■ Written request
List every line in the material below that contains the string "background", keeping case exactly as given.

Dataset records
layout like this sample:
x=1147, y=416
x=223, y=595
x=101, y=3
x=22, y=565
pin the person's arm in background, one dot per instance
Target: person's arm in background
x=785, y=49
* * *
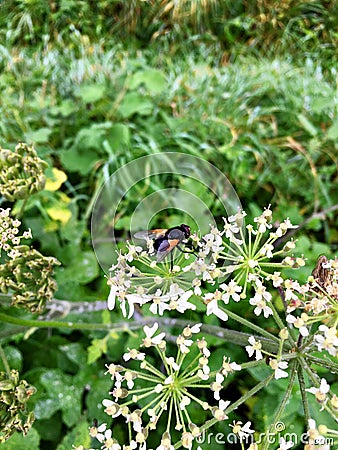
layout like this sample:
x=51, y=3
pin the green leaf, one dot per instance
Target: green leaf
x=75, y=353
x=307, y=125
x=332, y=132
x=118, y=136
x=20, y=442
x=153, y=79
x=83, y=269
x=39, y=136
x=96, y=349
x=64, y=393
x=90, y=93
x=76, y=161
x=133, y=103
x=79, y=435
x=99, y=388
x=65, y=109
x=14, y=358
==
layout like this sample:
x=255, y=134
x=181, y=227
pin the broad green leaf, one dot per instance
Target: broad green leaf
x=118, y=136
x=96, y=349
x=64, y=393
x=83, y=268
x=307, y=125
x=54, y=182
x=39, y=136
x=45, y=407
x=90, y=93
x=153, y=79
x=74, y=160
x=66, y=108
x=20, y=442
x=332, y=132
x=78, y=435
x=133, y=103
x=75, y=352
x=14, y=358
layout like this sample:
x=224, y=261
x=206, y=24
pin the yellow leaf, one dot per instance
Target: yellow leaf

■ Output below
pin the person's arm in background, one dot per instance
Target: person's arm in background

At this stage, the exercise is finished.